- **Work to be completed**:
Could you recast the records as a Markdown table, starting at the line that contains "the white saucer" and ending at the line that contains "column 426, row 67"? Use the columns "No." and "Line", give each row a number, and leave out blank lines.

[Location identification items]
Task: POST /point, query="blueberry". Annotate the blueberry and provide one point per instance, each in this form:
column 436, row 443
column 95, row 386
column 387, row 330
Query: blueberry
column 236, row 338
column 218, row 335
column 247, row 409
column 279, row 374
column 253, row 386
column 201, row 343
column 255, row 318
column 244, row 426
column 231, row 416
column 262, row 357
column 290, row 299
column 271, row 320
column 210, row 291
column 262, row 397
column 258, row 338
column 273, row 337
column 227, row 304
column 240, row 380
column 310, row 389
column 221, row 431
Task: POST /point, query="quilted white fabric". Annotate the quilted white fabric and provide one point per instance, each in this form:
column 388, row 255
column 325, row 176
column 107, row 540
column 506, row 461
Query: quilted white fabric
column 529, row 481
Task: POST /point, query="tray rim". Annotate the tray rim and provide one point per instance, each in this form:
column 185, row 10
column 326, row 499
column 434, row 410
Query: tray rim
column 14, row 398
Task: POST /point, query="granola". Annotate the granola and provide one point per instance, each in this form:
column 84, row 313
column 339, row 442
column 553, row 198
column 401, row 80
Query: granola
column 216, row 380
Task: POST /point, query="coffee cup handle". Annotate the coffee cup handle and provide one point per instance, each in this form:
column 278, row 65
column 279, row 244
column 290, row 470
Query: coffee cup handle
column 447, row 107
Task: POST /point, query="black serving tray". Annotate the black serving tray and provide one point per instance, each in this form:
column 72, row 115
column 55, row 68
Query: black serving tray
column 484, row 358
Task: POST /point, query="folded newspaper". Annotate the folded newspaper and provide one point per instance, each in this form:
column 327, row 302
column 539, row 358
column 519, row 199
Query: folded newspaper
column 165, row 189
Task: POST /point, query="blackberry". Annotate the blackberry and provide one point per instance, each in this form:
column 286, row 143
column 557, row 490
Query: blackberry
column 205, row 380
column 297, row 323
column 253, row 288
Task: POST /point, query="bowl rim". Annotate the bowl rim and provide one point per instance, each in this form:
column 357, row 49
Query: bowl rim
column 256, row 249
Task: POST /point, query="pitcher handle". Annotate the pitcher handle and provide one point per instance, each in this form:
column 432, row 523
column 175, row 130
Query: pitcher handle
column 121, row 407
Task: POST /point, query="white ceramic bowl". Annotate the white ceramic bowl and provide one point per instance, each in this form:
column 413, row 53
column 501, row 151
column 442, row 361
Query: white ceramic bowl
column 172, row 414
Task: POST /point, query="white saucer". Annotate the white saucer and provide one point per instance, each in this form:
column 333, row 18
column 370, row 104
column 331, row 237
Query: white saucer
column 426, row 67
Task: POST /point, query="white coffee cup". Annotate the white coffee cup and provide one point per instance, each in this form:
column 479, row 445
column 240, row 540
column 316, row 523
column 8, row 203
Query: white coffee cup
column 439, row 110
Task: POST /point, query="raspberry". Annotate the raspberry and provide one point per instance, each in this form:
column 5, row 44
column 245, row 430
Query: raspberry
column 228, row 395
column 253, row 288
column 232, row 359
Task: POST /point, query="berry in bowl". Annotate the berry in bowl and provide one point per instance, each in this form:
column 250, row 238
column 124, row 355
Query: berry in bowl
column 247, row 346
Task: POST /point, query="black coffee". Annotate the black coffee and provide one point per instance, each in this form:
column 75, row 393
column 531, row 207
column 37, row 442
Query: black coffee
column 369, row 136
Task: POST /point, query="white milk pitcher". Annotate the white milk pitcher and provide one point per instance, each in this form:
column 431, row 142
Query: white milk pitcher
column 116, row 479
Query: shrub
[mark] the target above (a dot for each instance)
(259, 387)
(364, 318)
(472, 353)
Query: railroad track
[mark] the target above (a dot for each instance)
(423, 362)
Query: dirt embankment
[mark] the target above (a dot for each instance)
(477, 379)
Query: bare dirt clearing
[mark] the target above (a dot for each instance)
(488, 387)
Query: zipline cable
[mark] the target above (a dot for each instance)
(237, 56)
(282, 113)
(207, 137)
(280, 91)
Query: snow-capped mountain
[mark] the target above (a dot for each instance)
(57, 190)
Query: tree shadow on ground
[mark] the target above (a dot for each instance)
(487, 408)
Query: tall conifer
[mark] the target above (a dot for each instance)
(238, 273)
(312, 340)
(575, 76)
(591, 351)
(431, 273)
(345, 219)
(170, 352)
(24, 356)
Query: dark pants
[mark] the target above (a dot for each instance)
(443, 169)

- **Task output**:
| No. | Line |
|---|---|
| 1 | Task: POST /point, query="white saucer". Annotate the white saucer and provide one point per instance, each in this form: |
| 2 | column 333, row 18 |
| 3 | column 370, row 104 |
| 4 | column 331, row 237 |
| 5 | Query: white saucer |
| 6 | column 426, row 67 |